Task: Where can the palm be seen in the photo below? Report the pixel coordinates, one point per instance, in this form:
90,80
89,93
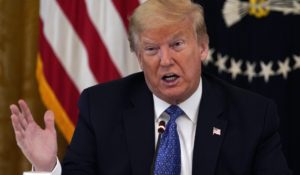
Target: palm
38,145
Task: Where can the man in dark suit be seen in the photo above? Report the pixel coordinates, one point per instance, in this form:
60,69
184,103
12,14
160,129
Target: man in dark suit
212,127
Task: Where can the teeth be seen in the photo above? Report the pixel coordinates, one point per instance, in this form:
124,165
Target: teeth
170,78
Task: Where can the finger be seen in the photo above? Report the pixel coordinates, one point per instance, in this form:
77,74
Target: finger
19,139
16,124
15,111
49,120
26,111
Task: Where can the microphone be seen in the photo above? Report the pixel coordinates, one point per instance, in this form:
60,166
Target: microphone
160,130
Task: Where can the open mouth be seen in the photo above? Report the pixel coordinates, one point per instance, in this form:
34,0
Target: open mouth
170,77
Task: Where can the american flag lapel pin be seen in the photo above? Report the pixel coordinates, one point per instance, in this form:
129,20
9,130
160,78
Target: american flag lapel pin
216,131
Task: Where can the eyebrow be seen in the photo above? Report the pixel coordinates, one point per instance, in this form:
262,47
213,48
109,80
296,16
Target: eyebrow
174,37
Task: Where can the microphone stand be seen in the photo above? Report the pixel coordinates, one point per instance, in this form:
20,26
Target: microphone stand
161,130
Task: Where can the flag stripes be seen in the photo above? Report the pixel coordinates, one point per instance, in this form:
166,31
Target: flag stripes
76,12
125,9
81,43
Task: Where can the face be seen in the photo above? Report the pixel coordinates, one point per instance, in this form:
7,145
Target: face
171,57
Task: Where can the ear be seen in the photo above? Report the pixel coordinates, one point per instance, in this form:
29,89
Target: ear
204,49
139,57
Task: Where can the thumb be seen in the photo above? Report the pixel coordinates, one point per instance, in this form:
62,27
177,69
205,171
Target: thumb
49,120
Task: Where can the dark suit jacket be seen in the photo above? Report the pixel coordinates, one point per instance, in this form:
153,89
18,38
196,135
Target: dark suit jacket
115,131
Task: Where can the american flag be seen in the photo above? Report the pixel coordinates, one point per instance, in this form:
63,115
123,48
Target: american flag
81,43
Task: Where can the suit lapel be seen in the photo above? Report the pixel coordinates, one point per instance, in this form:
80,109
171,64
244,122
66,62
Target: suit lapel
207,144
139,128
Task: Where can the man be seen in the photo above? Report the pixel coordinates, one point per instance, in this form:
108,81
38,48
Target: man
212,127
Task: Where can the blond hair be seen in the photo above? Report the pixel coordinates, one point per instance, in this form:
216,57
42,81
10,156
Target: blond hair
158,13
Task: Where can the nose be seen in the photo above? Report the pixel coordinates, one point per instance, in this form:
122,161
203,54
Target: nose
165,57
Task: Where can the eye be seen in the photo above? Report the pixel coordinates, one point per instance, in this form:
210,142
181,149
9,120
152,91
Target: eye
151,50
178,45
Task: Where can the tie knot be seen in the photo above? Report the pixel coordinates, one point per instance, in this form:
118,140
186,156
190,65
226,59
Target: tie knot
174,112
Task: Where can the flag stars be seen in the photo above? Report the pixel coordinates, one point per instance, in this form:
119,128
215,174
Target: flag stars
250,71
297,62
235,68
266,70
284,68
220,63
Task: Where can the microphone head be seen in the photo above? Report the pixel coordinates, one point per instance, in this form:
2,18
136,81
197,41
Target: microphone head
161,127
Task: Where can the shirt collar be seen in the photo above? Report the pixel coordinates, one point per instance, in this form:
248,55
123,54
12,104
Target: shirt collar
188,106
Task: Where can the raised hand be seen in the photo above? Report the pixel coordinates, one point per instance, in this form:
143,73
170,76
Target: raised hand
38,145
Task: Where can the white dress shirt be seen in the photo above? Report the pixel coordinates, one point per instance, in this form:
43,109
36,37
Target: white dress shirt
186,125
186,128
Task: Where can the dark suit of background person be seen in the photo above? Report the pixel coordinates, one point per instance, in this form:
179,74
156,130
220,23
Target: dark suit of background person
115,133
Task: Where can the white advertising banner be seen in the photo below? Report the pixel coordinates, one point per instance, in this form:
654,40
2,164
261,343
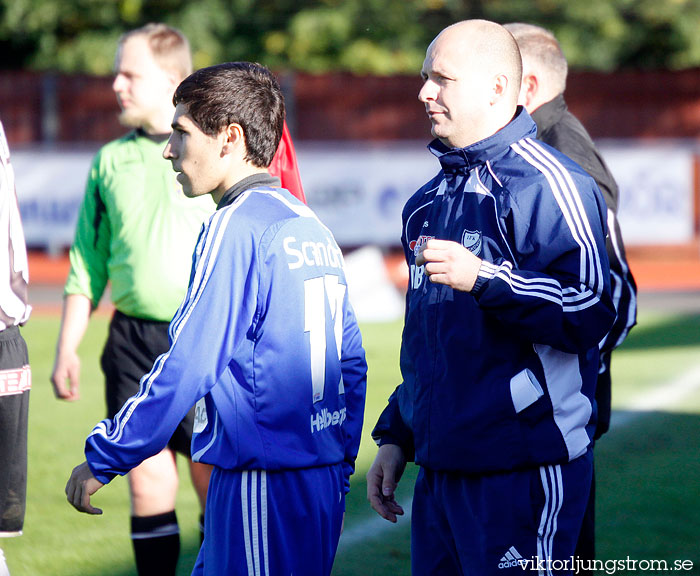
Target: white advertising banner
359,190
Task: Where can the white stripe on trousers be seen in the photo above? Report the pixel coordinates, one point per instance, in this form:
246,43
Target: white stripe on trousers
553,498
254,513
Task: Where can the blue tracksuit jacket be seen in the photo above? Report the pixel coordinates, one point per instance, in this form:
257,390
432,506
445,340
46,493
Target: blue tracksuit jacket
503,377
265,342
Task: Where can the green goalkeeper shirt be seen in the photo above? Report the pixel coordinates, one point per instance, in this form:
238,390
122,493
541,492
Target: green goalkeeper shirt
136,230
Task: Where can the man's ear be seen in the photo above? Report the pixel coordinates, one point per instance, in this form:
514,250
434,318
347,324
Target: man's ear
500,87
233,138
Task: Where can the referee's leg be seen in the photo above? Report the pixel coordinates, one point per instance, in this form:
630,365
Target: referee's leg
154,529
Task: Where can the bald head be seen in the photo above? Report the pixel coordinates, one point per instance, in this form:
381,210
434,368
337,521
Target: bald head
544,64
472,74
^^^^
◆ **EXERCISE PROMPT**: Copy out each line of the listing where the string "below" appears.

◆ **SOLVED PROBLEM**:
Task: Where can the palm be seen in the photo below? Report the pixel coordinates, one point per instance, in this form:
Task: Where can the white advertising banner be seen in the photo below? Report the pixel coordinates, one point per instance, in this form:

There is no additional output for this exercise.